DATA:
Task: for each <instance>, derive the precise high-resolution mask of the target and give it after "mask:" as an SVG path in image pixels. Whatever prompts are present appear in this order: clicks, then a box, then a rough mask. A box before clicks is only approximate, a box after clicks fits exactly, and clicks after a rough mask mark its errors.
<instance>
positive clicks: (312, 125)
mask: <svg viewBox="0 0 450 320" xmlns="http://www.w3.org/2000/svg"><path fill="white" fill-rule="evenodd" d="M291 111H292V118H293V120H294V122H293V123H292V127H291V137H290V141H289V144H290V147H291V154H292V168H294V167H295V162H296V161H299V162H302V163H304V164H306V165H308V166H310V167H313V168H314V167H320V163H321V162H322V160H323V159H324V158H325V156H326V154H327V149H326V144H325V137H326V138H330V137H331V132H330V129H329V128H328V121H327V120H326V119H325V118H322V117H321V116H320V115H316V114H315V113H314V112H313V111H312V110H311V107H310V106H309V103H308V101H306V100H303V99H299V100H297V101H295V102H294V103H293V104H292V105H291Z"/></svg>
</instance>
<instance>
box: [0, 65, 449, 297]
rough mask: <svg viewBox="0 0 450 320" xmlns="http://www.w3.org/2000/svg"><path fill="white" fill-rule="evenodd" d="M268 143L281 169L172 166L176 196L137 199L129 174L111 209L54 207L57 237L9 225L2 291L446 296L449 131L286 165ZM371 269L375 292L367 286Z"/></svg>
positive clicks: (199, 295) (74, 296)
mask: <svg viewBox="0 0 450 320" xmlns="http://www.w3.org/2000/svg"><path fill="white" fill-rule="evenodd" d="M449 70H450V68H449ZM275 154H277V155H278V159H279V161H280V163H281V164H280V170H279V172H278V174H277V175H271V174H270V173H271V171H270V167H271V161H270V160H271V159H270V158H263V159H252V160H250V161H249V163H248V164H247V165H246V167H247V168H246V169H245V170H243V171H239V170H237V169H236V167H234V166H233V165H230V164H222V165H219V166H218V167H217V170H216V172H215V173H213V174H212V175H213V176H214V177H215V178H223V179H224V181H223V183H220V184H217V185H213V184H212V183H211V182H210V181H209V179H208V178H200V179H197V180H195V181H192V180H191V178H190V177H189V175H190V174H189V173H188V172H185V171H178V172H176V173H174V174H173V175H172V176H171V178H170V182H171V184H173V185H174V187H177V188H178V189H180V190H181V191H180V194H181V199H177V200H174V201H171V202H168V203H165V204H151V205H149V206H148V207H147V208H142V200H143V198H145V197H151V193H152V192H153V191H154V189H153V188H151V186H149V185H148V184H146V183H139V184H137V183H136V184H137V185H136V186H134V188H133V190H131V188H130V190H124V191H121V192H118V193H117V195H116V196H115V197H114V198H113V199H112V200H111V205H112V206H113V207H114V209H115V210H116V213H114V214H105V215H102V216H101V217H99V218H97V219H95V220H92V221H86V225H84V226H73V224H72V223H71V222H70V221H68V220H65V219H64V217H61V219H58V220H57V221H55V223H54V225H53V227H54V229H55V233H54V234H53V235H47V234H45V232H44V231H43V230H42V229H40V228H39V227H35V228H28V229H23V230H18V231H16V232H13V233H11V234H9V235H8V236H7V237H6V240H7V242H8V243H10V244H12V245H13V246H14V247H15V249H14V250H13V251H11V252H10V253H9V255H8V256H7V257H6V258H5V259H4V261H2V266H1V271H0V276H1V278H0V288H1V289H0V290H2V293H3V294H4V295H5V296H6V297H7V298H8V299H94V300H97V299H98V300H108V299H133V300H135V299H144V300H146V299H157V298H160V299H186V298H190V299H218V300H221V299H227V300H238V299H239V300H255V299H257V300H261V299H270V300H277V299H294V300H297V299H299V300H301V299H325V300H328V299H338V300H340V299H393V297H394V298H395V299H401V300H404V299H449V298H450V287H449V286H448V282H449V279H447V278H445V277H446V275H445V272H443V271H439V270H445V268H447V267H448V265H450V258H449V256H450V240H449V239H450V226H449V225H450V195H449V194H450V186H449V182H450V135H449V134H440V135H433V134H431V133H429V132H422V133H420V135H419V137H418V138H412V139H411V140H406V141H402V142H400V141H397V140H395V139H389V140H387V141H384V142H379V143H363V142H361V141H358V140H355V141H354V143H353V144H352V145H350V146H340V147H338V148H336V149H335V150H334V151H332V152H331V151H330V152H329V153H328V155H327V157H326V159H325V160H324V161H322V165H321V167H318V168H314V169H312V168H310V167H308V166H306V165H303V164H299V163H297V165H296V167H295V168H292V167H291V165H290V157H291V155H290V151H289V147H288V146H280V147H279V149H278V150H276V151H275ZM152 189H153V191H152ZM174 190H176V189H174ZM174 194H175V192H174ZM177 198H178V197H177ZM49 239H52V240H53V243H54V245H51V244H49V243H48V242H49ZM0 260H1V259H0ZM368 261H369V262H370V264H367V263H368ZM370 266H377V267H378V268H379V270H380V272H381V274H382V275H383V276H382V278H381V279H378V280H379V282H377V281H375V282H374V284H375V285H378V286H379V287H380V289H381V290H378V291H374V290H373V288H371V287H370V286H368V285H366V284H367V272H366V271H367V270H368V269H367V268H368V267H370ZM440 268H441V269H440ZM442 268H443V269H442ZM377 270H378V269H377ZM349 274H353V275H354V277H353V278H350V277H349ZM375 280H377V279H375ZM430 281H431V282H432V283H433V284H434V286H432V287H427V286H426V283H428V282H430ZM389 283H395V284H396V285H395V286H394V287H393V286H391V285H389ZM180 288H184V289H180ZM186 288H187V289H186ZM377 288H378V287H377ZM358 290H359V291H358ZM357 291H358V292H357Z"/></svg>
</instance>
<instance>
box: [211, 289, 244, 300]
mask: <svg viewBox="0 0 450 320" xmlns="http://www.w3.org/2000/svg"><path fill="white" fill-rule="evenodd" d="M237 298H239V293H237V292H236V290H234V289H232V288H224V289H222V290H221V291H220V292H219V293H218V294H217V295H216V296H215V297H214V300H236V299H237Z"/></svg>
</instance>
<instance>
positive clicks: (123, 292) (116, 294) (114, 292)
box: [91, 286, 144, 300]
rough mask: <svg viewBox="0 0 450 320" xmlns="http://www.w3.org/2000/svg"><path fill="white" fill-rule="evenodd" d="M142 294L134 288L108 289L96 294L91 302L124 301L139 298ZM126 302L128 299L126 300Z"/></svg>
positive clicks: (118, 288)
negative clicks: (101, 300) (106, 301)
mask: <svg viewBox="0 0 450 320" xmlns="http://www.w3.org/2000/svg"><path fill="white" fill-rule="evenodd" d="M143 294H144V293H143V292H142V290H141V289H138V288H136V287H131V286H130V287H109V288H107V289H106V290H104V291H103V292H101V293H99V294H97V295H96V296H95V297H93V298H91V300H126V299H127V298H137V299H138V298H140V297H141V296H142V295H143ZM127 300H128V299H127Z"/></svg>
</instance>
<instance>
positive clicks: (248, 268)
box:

WHAT IS REQUIRED: Show every line of the listing that includes the word "rough".

SOLUTION FOR THIS TASK:
Task: for each <instance>, derive the precise high-resolution mask of the target and give it after "mask:" as an SVG path in image pixels. Whatever prompts are present appear in this order: clicks, then a box, then a rough mask. A box before clicks is only approximate, a box after clicks fits exactly, and clicks after a rough mask mark its errors.
rough mask: <svg viewBox="0 0 450 320" xmlns="http://www.w3.org/2000/svg"><path fill="white" fill-rule="evenodd" d="M268 143L281 169L172 166L176 196L137 199L129 174L111 209L54 207L57 237L9 225L2 291L446 296L449 131L286 165ZM371 269L375 292L367 286Z"/></svg>
rough mask: <svg viewBox="0 0 450 320" xmlns="http://www.w3.org/2000/svg"><path fill="white" fill-rule="evenodd" d="M142 294L134 288L108 289L96 294L91 302L124 301L139 298ZM126 302L128 299L126 300Z"/></svg>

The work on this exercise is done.